To do. All that is needed is an exact repetition of the lines from the one containing "Detection task: identify every sandy" through the final line of the material, without pictures.

Material for this task.
= = =
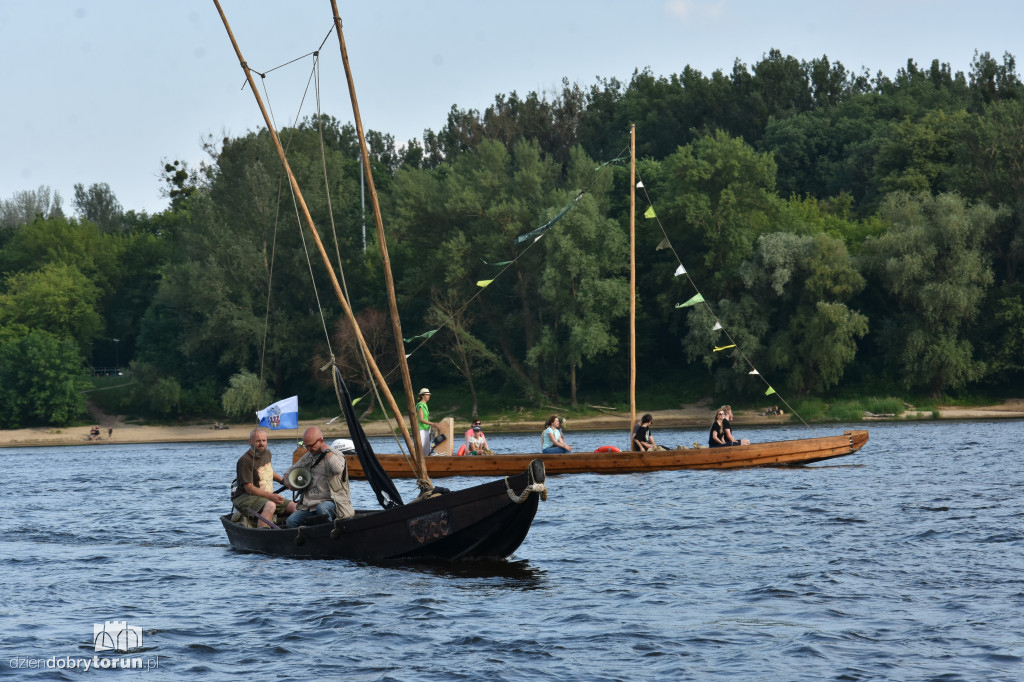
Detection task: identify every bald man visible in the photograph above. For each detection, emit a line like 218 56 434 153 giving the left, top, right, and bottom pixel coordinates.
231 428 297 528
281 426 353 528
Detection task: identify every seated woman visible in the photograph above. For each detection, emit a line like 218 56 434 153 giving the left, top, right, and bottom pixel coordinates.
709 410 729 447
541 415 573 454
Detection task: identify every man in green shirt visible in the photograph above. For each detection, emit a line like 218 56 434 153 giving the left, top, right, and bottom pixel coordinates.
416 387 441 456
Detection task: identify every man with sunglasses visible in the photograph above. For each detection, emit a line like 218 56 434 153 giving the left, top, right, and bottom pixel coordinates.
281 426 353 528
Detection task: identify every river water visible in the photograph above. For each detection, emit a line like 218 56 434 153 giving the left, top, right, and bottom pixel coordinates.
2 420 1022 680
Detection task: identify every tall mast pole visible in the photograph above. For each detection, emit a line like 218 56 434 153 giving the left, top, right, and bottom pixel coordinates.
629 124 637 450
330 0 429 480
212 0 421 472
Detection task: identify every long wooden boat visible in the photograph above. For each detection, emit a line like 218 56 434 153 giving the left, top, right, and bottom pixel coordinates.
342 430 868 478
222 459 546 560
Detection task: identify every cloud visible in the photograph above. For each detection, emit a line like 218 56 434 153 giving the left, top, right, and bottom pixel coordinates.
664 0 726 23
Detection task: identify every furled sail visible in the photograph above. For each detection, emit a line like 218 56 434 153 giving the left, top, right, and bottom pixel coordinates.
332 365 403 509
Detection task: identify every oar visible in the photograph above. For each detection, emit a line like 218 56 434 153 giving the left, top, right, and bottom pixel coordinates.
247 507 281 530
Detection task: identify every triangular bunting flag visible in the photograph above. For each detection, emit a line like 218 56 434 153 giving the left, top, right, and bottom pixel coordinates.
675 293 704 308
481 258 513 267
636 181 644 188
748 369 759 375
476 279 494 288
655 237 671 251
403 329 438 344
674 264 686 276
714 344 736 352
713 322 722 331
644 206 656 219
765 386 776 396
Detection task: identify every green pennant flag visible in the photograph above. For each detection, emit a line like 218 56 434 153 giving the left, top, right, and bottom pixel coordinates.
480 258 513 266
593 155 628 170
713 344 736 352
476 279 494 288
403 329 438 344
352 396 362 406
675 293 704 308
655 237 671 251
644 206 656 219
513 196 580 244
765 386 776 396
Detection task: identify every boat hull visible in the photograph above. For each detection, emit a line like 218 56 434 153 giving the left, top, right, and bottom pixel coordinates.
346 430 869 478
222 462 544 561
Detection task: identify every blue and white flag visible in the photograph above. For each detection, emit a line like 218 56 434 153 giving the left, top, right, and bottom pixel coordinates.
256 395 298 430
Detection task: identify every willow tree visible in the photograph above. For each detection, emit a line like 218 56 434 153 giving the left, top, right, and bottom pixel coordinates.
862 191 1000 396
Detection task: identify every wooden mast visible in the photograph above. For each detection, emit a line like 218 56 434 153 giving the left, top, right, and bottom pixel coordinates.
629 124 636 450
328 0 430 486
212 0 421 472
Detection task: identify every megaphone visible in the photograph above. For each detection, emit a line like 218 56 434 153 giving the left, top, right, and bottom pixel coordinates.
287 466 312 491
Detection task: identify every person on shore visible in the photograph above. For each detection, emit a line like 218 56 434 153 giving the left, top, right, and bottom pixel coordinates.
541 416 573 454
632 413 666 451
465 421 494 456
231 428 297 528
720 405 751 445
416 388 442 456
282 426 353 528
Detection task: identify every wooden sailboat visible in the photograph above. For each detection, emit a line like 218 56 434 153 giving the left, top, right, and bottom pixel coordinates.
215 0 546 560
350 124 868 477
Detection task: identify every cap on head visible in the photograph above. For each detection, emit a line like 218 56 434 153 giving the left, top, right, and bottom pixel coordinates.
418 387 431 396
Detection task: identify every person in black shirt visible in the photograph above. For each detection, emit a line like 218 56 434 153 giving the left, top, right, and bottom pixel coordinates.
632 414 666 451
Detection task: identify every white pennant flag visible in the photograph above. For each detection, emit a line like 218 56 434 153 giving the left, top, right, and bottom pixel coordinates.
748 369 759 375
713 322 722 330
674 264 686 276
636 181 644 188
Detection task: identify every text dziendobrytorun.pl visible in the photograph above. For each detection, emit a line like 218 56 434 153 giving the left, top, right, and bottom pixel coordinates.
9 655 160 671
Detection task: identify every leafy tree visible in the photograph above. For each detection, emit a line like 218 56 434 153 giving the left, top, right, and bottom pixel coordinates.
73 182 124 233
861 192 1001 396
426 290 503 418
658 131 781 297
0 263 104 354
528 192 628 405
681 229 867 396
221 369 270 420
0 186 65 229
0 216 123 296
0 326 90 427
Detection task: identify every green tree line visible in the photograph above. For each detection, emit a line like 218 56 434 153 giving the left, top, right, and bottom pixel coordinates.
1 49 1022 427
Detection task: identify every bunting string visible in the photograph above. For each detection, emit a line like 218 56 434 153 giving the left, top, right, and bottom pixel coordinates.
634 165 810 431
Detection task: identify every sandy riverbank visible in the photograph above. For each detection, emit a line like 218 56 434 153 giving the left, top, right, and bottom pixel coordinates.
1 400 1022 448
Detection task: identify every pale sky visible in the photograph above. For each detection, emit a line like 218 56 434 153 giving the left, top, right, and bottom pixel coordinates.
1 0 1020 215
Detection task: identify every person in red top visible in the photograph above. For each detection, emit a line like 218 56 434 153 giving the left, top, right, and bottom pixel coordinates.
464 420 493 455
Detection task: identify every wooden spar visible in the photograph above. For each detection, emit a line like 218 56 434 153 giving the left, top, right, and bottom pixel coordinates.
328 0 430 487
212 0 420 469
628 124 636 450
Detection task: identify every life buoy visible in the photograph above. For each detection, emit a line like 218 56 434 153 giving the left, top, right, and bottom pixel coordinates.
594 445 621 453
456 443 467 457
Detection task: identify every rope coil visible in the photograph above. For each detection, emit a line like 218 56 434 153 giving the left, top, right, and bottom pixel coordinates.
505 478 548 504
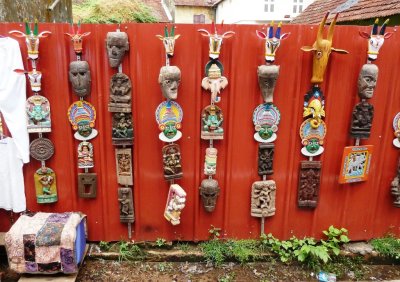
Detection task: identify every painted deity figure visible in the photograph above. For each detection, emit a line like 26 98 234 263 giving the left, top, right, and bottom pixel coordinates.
= = =
Solution to the exercise.
Detection task: identify every sandy riverbank visible in the photograph above. For each detection, emit a line like 218 56 434 153 giving the left, top, right, and bottom pixel coordinates.
1 400 1022 448
Detection task: identify every pale sky visible in the photograph above. For each detection, emit a line like 218 56 434 153 giving the left, top, right, and bottom pixel coordinates.
1 0 1020 215
Detection task: identify every person in red top visible in the photograph above. For each detection, emit a line like 218 56 434 153 giving the left, top, right, and bottom pixel coordinates.
464 420 493 455
Detection task: identify every wooden spar visible in the photograph above. For each detection, emit a line like 218 56 434 153 giving the left, top, right, and bottom pixel coordinates.
328 0 430 487
212 0 420 469
628 124 636 450
Detection task: identify every life buoy visible in the photograph above. For each detection, emit a line like 218 56 434 153 giving the left, top, right, and bottom pixel coordinates.
594 445 621 453
456 443 467 457
Detection task: identify every rope coil visible in the photograph above. For each detection, emit a line like 218 56 434 153 giving the left, top, right, and bottom pixel coordinates.
505 478 548 504
Detection task: identify every painted deity figure visible in the photograph above. For each detection, emit a line like 26 98 234 263 giving the left, top, right, and bottom pixel coordinates.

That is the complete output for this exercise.